- [Data to process]
········

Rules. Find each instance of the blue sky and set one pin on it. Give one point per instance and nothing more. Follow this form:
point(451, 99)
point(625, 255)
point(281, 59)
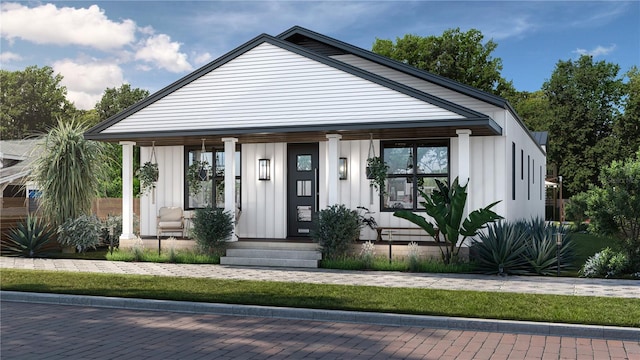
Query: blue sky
point(150, 44)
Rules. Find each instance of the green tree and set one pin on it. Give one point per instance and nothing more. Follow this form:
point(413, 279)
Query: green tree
point(585, 98)
point(614, 207)
point(457, 55)
point(30, 101)
point(115, 100)
point(626, 128)
point(446, 207)
point(67, 171)
point(533, 108)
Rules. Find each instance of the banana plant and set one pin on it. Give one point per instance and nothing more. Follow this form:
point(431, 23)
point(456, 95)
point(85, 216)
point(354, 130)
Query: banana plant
point(446, 207)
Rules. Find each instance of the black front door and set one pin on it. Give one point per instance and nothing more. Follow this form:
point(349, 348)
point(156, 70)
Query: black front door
point(302, 193)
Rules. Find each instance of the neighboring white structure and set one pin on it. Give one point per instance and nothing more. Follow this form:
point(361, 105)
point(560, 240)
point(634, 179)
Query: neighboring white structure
point(303, 107)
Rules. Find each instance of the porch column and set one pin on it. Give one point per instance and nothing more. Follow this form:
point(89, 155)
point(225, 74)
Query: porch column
point(464, 156)
point(230, 180)
point(127, 190)
point(333, 152)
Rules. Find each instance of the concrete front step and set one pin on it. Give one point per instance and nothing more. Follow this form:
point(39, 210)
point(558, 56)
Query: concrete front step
point(226, 260)
point(281, 245)
point(277, 254)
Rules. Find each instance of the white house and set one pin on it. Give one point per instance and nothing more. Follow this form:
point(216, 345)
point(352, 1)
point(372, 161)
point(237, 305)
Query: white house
point(309, 106)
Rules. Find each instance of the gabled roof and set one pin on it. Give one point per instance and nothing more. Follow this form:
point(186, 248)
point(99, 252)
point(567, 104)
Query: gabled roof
point(333, 46)
point(340, 47)
point(319, 53)
point(541, 137)
point(16, 157)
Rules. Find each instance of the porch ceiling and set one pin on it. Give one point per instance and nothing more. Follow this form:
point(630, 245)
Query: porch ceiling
point(483, 128)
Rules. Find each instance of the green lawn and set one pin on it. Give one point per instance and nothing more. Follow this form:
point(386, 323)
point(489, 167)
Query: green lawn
point(474, 304)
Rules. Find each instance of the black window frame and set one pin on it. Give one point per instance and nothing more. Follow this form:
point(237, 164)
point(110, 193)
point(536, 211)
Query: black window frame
point(513, 171)
point(414, 176)
point(216, 178)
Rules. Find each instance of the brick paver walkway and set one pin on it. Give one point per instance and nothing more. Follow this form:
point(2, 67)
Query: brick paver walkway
point(43, 331)
point(519, 284)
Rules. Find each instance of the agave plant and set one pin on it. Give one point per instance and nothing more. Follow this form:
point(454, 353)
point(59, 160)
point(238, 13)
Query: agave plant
point(500, 250)
point(29, 238)
point(542, 251)
point(446, 207)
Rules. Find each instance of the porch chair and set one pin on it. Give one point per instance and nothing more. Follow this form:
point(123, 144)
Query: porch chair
point(170, 219)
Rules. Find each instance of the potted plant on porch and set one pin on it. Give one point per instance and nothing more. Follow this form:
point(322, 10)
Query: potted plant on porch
point(148, 176)
point(376, 169)
point(377, 173)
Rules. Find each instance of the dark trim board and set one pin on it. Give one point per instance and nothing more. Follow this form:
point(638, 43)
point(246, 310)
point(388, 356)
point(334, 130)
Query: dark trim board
point(387, 130)
point(464, 112)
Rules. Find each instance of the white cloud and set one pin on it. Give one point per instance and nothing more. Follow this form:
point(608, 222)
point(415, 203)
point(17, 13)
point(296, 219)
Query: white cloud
point(202, 58)
point(48, 24)
point(164, 54)
point(86, 80)
point(9, 57)
point(597, 51)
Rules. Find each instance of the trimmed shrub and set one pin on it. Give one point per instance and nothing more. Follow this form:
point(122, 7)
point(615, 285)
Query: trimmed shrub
point(336, 228)
point(29, 238)
point(111, 223)
point(82, 232)
point(542, 250)
point(606, 264)
point(212, 228)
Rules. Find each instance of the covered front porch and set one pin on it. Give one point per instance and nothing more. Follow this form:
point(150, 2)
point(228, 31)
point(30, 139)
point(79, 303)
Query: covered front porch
point(268, 207)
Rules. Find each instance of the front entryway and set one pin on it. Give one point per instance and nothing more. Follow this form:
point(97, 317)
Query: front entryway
point(302, 193)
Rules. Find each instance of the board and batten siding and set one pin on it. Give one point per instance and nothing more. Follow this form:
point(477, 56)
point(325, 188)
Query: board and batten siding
point(264, 203)
point(422, 85)
point(529, 181)
point(269, 87)
point(169, 188)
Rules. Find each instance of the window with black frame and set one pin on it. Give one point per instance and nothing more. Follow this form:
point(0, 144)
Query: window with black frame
point(413, 166)
point(204, 184)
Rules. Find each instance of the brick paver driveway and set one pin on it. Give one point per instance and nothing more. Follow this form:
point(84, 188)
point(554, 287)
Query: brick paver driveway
point(43, 331)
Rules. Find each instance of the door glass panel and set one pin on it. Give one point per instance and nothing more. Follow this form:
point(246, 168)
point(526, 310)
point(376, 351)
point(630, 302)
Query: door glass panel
point(304, 187)
point(399, 160)
point(399, 193)
point(428, 185)
point(433, 160)
point(304, 213)
point(304, 163)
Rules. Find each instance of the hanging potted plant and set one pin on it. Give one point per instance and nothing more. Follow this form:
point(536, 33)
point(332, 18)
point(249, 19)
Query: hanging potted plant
point(376, 169)
point(148, 173)
point(198, 171)
point(377, 173)
point(148, 176)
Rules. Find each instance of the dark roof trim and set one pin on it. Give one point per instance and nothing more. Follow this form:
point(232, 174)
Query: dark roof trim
point(463, 111)
point(383, 60)
point(464, 123)
point(410, 70)
point(176, 85)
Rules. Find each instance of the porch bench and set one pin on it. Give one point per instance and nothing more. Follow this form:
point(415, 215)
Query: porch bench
point(393, 231)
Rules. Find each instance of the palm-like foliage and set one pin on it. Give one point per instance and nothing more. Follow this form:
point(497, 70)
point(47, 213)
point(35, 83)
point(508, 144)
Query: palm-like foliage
point(68, 170)
point(446, 207)
point(29, 238)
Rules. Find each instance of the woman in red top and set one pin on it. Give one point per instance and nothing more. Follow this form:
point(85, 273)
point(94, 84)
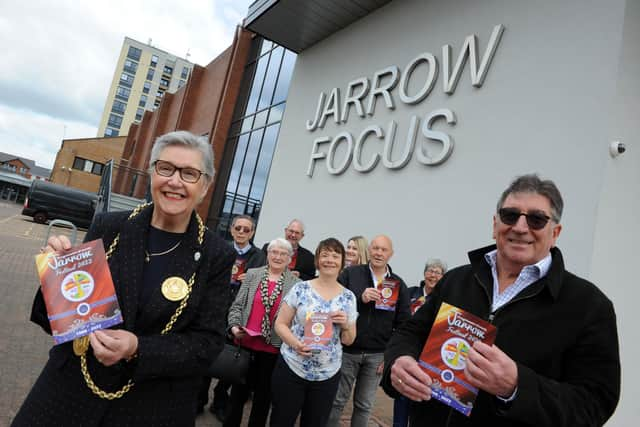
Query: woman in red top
point(251, 322)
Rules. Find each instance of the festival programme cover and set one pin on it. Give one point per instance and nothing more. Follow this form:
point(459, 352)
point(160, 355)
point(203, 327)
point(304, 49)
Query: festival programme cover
point(445, 353)
point(389, 289)
point(78, 291)
point(417, 303)
point(239, 268)
point(318, 331)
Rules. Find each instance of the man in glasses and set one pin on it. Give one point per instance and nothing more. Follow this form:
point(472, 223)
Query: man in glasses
point(247, 256)
point(302, 261)
point(555, 361)
point(383, 304)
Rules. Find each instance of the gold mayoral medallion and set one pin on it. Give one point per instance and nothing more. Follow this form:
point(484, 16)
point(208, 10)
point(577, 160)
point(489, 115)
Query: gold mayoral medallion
point(81, 345)
point(174, 288)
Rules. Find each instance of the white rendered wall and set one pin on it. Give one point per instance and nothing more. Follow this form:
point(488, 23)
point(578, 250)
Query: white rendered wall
point(555, 95)
point(615, 255)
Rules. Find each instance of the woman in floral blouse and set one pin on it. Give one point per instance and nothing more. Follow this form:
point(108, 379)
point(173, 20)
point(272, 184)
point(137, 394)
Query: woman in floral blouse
point(316, 317)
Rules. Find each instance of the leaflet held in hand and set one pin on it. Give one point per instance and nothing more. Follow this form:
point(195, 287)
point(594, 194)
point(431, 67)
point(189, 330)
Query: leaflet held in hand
point(318, 331)
point(78, 291)
point(389, 289)
point(445, 354)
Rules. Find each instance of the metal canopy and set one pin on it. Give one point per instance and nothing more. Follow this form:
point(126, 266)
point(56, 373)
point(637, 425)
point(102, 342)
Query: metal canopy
point(299, 24)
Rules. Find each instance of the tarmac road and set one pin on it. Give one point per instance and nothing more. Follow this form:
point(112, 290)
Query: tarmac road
point(24, 346)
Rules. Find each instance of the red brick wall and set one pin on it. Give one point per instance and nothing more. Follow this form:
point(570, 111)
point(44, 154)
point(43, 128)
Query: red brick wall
point(203, 106)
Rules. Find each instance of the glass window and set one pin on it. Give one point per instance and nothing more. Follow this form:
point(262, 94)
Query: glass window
point(118, 107)
point(78, 163)
point(134, 53)
point(97, 169)
point(88, 166)
point(241, 148)
point(130, 66)
point(115, 121)
point(266, 46)
point(257, 85)
point(286, 71)
point(126, 80)
point(275, 114)
point(271, 77)
point(122, 93)
point(249, 166)
point(260, 119)
point(264, 162)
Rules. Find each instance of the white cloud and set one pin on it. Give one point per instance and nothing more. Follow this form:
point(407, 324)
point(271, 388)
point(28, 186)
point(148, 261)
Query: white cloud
point(61, 56)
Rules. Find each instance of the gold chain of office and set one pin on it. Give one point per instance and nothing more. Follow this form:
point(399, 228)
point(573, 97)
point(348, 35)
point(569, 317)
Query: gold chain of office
point(183, 304)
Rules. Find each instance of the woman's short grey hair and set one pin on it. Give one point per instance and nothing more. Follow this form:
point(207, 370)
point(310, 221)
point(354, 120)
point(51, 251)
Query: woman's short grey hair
point(184, 138)
point(435, 263)
point(282, 244)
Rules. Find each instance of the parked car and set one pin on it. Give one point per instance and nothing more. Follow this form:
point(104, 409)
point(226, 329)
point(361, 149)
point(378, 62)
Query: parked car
point(47, 201)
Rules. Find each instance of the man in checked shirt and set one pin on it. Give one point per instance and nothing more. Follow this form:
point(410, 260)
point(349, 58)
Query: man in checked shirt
point(555, 361)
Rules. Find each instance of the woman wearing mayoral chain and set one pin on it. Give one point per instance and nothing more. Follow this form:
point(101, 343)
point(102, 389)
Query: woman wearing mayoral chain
point(171, 277)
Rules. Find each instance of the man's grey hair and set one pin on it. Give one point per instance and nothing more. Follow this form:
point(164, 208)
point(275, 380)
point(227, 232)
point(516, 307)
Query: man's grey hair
point(298, 221)
point(281, 243)
point(437, 263)
point(532, 183)
point(247, 217)
point(184, 138)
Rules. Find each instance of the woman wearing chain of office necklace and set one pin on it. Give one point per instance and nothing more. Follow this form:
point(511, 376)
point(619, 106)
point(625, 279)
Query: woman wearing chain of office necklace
point(251, 324)
point(145, 371)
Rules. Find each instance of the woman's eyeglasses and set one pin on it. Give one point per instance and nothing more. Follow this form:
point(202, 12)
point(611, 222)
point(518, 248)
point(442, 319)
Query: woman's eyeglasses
point(167, 169)
point(536, 220)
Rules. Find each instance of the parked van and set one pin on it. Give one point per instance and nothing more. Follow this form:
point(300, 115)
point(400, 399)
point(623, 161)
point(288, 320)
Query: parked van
point(47, 201)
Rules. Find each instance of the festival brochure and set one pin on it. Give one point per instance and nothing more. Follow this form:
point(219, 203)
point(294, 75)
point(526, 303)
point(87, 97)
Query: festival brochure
point(239, 267)
point(445, 353)
point(78, 291)
point(389, 290)
point(318, 331)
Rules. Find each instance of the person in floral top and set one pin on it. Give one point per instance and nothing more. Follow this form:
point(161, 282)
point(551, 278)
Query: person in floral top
point(316, 317)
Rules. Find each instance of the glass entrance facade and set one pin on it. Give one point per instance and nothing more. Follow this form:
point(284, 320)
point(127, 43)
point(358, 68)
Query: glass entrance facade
point(253, 134)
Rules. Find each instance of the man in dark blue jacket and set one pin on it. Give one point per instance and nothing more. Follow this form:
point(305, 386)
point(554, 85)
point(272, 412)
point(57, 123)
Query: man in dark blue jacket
point(555, 362)
point(383, 303)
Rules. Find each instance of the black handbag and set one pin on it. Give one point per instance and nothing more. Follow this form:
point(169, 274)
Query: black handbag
point(231, 365)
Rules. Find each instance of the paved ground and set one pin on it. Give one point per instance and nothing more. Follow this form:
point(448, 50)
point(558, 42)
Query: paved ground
point(23, 345)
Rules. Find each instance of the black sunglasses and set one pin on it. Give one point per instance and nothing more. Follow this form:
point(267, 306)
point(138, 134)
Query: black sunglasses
point(536, 220)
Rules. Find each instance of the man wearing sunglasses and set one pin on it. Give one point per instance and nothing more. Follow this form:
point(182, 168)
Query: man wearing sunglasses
point(247, 256)
point(555, 361)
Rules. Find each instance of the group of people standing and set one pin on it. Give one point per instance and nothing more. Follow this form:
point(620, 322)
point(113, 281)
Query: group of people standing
point(555, 361)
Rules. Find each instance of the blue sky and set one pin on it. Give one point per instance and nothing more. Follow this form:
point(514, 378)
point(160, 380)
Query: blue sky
point(59, 58)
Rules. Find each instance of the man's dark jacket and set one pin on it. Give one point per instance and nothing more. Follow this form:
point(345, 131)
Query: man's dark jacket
point(305, 262)
point(255, 258)
point(374, 327)
point(561, 332)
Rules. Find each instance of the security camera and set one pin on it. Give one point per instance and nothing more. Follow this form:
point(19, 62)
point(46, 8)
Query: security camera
point(616, 148)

········

- [Task item] Restate word for word every line from the one with "point(451, 99)" up to and including the one with "point(413, 279)" in the records above, minus the pictures.

- [Your solution]
point(451, 99)
point(625, 255)
point(281, 59)
Query: blue sky
point(150, 44)
Rules. Find each instance of the green tree and set one pin on it. Give one point per instance and nothing more. Follow this form:
point(413, 279)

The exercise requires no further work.